======== Input material

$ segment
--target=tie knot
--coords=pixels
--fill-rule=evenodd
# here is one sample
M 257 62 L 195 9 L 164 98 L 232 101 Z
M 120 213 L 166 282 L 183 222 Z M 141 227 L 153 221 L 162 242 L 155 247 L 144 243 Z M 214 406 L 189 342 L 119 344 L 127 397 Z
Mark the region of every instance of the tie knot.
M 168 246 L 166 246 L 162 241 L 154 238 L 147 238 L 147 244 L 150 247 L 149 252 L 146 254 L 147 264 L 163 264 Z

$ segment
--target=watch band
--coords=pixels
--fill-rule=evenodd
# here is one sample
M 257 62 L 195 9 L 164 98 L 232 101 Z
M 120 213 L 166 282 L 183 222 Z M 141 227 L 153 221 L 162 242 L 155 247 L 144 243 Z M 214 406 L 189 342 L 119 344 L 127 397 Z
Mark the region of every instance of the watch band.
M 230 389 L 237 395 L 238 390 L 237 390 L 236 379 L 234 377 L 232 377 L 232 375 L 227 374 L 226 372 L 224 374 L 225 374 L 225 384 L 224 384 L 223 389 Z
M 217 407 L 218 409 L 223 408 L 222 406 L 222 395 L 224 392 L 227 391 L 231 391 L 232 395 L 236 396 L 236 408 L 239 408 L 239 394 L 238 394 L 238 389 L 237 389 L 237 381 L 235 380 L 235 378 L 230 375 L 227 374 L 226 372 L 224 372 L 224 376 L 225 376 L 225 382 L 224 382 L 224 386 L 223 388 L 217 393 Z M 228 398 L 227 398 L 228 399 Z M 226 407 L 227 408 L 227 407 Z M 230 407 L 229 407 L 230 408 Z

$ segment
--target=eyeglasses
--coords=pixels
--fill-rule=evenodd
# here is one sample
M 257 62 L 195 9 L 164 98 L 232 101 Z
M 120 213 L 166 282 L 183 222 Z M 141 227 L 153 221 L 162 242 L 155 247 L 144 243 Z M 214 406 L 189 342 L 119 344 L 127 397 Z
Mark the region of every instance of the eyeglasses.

================

Prompt:
Please copy out every line in the listing that has the string "target".

Response to this exercise:
--target=tie knot
--target=watch band
--target=eyeglasses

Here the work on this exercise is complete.